- WHAT IS BEING ASKED: Where the records hold the string "head", show the whole line it sits on.

Stored items
◇ ◇ ◇ ◇ ◇ ◇ ◇
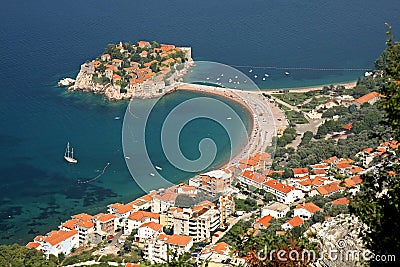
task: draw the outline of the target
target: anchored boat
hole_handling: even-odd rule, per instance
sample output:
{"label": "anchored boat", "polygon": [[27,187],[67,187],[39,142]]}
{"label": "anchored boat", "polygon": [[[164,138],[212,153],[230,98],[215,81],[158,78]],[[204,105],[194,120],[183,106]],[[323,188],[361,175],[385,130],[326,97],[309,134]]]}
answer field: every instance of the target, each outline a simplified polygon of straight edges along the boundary
{"label": "anchored boat", "polygon": [[69,163],[78,163],[78,160],[74,159],[74,148],[71,147],[70,151],[69,142],[67,143],[67,148],[65,149],[64,159]]}

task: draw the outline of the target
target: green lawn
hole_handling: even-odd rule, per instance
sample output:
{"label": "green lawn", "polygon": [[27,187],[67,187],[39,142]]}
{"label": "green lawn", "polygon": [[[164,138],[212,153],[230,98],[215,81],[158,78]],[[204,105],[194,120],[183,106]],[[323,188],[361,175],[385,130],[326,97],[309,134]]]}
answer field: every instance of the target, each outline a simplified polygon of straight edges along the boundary
{"label": "green lawn", "polygon": [[[317,94],[317,92],[312,92],[313,96]],[[272,94],[274,97],[279,98],[286,103],[297,106],[302,104],[304,101],[309,99],[311,96],[307,96],[305,93],[284,93],[284,94]]]}
{"label": "green lawn", "polygon": [[288,110],[288,111],[285,111],[285,114],[286,114],[286,118],[294,124],[308,123],[308,120],[306,118],[304,118],[304,115],[300,114],[297,111]]}

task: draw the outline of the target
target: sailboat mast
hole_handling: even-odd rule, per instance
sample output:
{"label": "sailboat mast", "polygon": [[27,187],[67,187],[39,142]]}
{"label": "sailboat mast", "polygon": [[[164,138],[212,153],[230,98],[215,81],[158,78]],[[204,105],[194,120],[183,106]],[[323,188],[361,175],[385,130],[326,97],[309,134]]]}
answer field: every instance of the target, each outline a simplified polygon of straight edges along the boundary
{"label": "sailboat mast", "polygon": [[74,158],[74,148],[72,148],[72,151],[71,151],[71,158]]}

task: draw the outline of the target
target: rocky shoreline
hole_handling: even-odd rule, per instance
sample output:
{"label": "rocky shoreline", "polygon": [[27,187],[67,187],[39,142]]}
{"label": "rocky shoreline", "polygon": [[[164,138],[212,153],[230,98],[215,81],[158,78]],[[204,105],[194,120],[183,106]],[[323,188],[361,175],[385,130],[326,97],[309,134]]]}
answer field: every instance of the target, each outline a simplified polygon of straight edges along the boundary
{"label": "rocky shoreline", "polygon": [[[146,81],[143,84],[143,87],[146,87],[146,90],[142,90],[142,92],[129,89],[126,92],[121,92],[118,86],[114,86],[111,83],[106,85],[96,84],[92,81],[93,74],[88,74],[81,70],[78,73],[74,84],[68,87],[68,92],[81,91],[93,94],[104,94],[104,97],[110,101],[129,100],[131,98],[146,99],[160,97],[173,92],[179,87],[183,81],[183,76],[192,66],[194,66],[194,62],[188,61],[182,63],[182,65],[183,68],[181,70],[175,70],[165,81],[160,81],[157,76],[154,79]],[[59,83],[61,83],[61,81]]]}

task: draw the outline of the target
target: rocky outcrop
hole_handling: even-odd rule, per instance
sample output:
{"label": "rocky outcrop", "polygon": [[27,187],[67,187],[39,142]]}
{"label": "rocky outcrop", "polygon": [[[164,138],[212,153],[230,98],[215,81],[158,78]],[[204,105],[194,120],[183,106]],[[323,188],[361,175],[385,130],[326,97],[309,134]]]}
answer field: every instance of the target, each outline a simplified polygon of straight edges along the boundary
{"label": "rocky outcrop", "polygon": [[72,79],[72,78],[64,78],[64,79],[61,79],[61,80],[57,83],[57,85],[58,85],[59,87],[67,87],[67,86],[71,86],[71,85],[73,85],[73,84],[75,84],[75,80]]}
{"label": "rocky outcrop", "polygon": [[357,217],[346,214],[312,225],[305,235],[318,243],[319,259],[314,266],[362,266],[371,255],[359,237],[365,228]]}

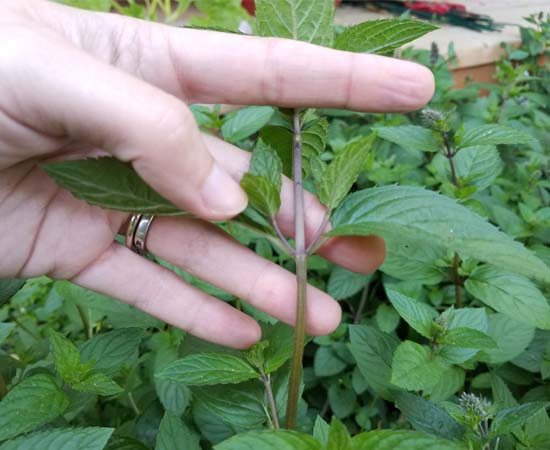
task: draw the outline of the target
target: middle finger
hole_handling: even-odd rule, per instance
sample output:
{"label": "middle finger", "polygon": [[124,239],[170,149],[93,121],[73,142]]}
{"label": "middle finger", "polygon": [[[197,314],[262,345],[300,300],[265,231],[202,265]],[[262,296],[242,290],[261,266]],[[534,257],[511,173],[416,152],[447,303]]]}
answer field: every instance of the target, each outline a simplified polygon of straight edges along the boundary
{"label": "middle finger", "polygon": [[[147,248],[192,275],[224,289],[283,322],[296,319],[296,277],[242,246],[216,226],[188,217],[159,217]],[[330,296],[308,286],[309,334],[332,332],[341,310]]]}

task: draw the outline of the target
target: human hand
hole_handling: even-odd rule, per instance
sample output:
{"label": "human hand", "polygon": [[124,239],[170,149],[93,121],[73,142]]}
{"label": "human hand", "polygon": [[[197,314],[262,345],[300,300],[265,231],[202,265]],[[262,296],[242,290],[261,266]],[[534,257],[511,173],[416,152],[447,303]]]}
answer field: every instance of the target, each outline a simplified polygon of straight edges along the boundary
{"label": "human hand", "polygon": [[[294,276],[206,220],[246,206],[238,180],[249,154],[202,135],[186,103],[414,110],[433,92],[418,65],[281,39],[177,29],[42,0],[4,0],[0,17],[0,277],[69,279],[121,299],[201,338],[244,348],[256,322],[114,242],[128,215],[60,189],[40,162],[110,154],[198,218],[159,217],[148,249],[288,323]],[[277,220],[293,228],[292,189]],[[311,239],[323,206],[306,198]],[[375,270],[377,237],[342,237],[318,252],[349,269]],[[326,334],[340,308],[308,287],[307,327]]]}

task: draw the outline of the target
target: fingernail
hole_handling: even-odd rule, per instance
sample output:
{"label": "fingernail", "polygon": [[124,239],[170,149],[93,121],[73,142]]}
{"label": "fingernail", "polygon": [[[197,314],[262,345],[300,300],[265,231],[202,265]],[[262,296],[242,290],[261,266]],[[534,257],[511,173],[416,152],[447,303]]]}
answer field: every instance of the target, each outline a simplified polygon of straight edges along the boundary
{"label": "fingernail", "polygon": [[201,196],[212,214],[234,216],[242,212],[248,199],[237,182],[217,164],[212,167],[206,178]]}

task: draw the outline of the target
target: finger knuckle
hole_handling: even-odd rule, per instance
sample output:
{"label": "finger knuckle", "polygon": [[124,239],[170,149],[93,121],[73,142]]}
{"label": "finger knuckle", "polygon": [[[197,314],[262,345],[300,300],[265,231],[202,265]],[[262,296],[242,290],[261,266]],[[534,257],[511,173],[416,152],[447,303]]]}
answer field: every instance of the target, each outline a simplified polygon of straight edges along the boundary
{"label": "finger knuckle", "polygon": [[261,96],[269,104],[278,103],[284,98],[286,71],[284,70],[285,41],[267,38],[265,41],[264,70],[261,78]]}
{"label": "finger knuckle", "polygon": [[174,146],[181,146],[194,137],[196,123],[189,108],[174,102],[162,113],[155,128],[156,134],[162,136],[162,147],[172,151]]}
{"label": "finger knuckle", "polygon": [[294,285],[281,278],[278,267],[270,261],[262,261],[261,264],[246,300],[259,305],[265,311],[278,309],[281,301],[295,296]]}
{"label": "finger knuckle", "polygon": [[155,314],[158,305],[171,294],[173,283],[171,283],[170,276],[164,270],[157,270],[154,275],[154,283],[150,283],[150,280],[144,280],[145,286],[139,291],[142,293],[137,296],[132,303],[132,306],[149,313]]}

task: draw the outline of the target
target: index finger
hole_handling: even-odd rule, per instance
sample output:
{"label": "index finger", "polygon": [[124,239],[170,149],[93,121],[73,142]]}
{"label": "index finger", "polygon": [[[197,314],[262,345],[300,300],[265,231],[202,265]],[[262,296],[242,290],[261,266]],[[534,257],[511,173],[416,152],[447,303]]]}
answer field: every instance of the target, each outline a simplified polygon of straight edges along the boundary
{"label": "index finger", "polygon": [[190,101],[409,111],[433,95],[432,73],[408,61],[288,39],[165,30]]}
{"label": "index finger", "polygon": [[[69,14],[57,5],[54,11],[64,20],[50,23],[71,22],[61,31],[76,36],[75,44],[191,103],[392,112],[418,109],[433,95],[432,73],[404,60],[114,14]],[[87,38],[90,29],[95,39]]]}

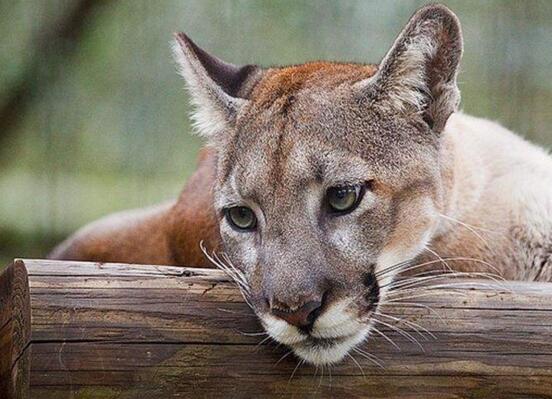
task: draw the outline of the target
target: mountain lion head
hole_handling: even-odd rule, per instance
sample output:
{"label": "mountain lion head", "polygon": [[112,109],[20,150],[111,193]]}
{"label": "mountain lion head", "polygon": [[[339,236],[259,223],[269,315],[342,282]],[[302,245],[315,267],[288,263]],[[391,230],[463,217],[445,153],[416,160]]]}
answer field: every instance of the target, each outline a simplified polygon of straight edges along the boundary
◇ ◇ ◇ ◇ ◇ ◇ ◇
- RESPONSE TO THIS EXERCISE:
target: mountain lion head
{"label": "mountain lion head", "polygon": [[112,109],[20,150],[111,193]]}
{"label": "mountain lion head", "polygon": [[[339,236],[259,223],[269,315],[342,282]],[[302,245],[315,267],[288,263]],[[391,230],[463,217],[445,153],[416,160]]]}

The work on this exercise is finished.